EXTRACT =
---------------
|Program funded with part of $8.5 million grant from U.S. Department of Education for Center for PAInT on USF Sarasota-Manatee campus
| Sarasota, Fla. (July 21, 2022) — The University of South Florida Center for Partnerships for Arts Integrated Teaching (PAInT) and Arts Schools Network (ASN) are convening USF researchers, teachers, teaching artists and administrators for a Civil Rights Museum Studies initiative, July 25–29, 2022, hosted by Experience Montgomery, a division of the Montgomery Chamber of Commerce in Montgomery, Ala. The museum studies initiative is being funded with part of an $8.5 million grant from the U.S. Department of Education for the Center for PAInT’s Race, Equity, Arts and Cultural History, or REACH, project.
REACH is the vision of Denise Davis-Cotton, director of USF’s Center for PAInT and a distinguished alumna of Alabama State University. The civil rights museum and research studies will provide rigorous, intellectual resources, leading to a more equitable distribution of highly inclusive learning communities that contribute to educators’ development of shared vocabulary and ways of knowing about the racial, cultural, and equity histories that will underpin the culturally-inclusive arts integration content and practices of REACH.
“Maya Angelou wrote, ‘History despite its wrenching pain, cannot be unlived, but if faced with courage, need not be lived again,’” Davis-Cotton said. “The REACH Montgomery Museum Studies engage some of of our nation’s top educators in an arts-learning experience that focuses on opportunity, legacy, authenticity and history. The enduring outcome will manifest in designing culturally inclusive, arts-integrated curricula that enhance students’ historical understandings of race, dignity and equality through civic engagement.”
USF researchers attending the Museum Studies event include Elizabeth Hordge-Freeman, Fenda Akiwumi, Ruthmae Sears, Dana Thompson Dorsey, Sandra Stone, Kyaien Conner, Deidra Cobb-Roberts and Brenda Walker, who will conduct focus group sessions
Twenty-one educators from six legacy museums across the country will travel to Montgomery for the three-day Civil Rights Museum Studies event to collect information and data about the overt and hidden histories related to the experiences of African Americans. Museums that will be represented are the Civil Rights Memorial Center at the Southern Poverty Law Center, Equal Justice Initiative Legacy Museum, National Memorial for Peace and Justice, the Rosa Parks Museum and the Mothers of Gynecology and the Freedom Rides Museum.
The opening keynote address, “From Vision to Victory,” will be delivered by Professor Gloria Browne-Marshall, a professor of constitutional law at John Jay College of Criminal Justice at City University of New York, and civil rights attorney, author, and nationally syndicated columnist and legal commentator. She has litigated cases for the NAACP Legal Defense Fund, the Southern Poverty Law Center, and Community Legal Services in Philadelphia.
---------------
REQUIREMENT 1 = In one to three sentences, explain why the educators from legacy museums are traveling to Montgomery, according to the announcement about the REACH Museum Studies.
The entries here are unrelated to the announcement.

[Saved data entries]
---------------
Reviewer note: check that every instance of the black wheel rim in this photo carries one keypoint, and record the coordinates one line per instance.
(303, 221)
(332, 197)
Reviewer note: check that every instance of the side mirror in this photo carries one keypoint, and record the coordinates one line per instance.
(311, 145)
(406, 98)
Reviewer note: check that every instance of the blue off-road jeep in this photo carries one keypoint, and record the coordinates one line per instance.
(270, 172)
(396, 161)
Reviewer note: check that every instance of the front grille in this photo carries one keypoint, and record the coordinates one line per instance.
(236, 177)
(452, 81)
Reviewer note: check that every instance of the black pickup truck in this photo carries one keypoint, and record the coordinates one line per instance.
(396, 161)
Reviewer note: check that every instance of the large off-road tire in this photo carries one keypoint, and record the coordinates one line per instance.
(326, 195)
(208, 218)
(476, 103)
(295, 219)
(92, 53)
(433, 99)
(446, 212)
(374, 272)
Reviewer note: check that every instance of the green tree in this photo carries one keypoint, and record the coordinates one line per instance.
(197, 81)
---------------
REQUIREMENT 2 = Write out, line for line, the stretch of the saved data entries from the line that contains "Reviewer note: check that every instance of the blue" through the end of the entries.

EXERCISE RESULT 1 = The educators are traveling to Montgomery for the three-day Civil Rights Museum Studies event. Their purpose is to collect information and data about the overt and hidden histories related to the experiences of African Americans.

EXERCISE RESULT 2 =
Reviewer note: check that every instance of the blue off-road jeep in this photo carries one keypoint, and record the coordinates one line per instance.
(270, 172)
(396, 161)
Reviewer note: check that every instance of the front grille in this photo carries one keypoint, and record the coordinates one line per instance.
(236, 177)
(452, 81)
Reviewer note: check that every instance of the black pickup truck in this photo carries one keypoint, and record the coordinates one line per instance.
(396, 161)
Reviewer note: check that every instance of the large off-road tire in this photo carries one keypoint, and record the coordinates one line per instance.
(326, 195)
(208, 218)
(476, 103)
(295, 219)
(92, 53)
(433, 99)
(446, 212)
(374, 272)
Reviewer note: check that every instance of the green tree in this photo carries one keypoint, and record the coordinates one line per instance.
(197, 81)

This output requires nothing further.